What to do:
Locate every line in the data below that contains the string "wedding", with case taken into account, and copy each of those lines.

The records:
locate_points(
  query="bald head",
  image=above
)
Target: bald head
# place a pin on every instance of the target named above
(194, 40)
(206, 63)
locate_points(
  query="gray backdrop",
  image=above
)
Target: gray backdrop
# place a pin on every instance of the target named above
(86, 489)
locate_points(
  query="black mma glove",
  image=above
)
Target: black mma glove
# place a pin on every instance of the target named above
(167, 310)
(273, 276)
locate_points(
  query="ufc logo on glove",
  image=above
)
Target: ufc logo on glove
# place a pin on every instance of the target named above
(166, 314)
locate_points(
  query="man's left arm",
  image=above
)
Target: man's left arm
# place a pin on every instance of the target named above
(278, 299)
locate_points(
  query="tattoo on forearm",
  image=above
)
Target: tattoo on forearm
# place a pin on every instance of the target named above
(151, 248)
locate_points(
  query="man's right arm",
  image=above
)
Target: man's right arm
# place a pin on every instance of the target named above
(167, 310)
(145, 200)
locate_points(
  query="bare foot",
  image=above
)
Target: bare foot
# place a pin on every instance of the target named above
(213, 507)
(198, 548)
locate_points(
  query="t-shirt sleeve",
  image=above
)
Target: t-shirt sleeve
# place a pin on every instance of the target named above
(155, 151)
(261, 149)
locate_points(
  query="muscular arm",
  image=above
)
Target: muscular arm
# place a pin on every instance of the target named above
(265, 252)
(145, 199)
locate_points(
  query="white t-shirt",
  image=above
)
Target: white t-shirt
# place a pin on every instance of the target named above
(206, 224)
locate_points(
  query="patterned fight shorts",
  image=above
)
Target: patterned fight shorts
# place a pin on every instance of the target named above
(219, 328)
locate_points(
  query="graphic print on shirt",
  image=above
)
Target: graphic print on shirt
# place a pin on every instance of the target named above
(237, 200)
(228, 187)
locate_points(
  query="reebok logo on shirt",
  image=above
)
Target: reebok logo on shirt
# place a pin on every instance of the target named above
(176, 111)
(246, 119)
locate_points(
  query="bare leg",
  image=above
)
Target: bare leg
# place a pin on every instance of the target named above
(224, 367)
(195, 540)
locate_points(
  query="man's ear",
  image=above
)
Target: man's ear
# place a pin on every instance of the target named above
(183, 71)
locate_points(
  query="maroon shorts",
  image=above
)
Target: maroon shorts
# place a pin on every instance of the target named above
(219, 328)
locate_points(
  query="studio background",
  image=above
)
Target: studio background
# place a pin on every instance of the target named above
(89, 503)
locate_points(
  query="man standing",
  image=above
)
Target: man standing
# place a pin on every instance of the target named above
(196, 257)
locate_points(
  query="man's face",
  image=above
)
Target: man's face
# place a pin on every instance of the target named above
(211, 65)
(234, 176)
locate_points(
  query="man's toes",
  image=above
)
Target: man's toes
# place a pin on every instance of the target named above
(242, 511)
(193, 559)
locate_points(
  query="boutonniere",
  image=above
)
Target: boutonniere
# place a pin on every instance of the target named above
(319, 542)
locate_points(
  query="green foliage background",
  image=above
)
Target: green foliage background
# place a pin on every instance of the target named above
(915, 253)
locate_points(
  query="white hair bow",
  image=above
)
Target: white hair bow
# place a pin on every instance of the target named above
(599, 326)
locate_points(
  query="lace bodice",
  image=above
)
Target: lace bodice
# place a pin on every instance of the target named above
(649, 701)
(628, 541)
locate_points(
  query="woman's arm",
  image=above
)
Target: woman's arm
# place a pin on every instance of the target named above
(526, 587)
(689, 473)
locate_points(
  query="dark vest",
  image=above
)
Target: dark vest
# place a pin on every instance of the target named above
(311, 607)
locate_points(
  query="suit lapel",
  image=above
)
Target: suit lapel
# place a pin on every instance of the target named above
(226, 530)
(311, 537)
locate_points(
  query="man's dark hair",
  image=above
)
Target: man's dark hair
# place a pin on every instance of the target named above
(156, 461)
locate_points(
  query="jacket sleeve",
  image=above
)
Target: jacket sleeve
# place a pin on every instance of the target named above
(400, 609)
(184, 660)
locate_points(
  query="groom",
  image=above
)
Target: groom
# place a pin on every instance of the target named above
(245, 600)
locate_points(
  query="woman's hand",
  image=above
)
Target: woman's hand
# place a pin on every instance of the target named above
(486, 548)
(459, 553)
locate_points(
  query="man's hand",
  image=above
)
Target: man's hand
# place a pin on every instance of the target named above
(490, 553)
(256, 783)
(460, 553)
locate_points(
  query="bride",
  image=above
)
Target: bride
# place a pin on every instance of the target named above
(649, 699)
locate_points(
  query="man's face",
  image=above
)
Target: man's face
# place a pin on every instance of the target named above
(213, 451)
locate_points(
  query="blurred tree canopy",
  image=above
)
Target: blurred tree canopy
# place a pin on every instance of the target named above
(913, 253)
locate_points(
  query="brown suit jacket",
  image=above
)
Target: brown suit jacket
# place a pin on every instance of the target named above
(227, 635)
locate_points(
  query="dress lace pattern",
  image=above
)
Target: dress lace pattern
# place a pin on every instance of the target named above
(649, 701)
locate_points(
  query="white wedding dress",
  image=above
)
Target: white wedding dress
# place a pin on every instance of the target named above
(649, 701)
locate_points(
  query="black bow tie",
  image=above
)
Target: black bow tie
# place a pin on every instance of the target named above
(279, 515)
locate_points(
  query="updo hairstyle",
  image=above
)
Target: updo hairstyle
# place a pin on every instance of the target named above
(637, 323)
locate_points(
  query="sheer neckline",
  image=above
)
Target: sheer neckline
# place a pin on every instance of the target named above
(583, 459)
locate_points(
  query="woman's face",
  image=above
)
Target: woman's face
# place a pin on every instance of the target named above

Completed exercise:
  query="white wedding dress",
Target: white wedding dress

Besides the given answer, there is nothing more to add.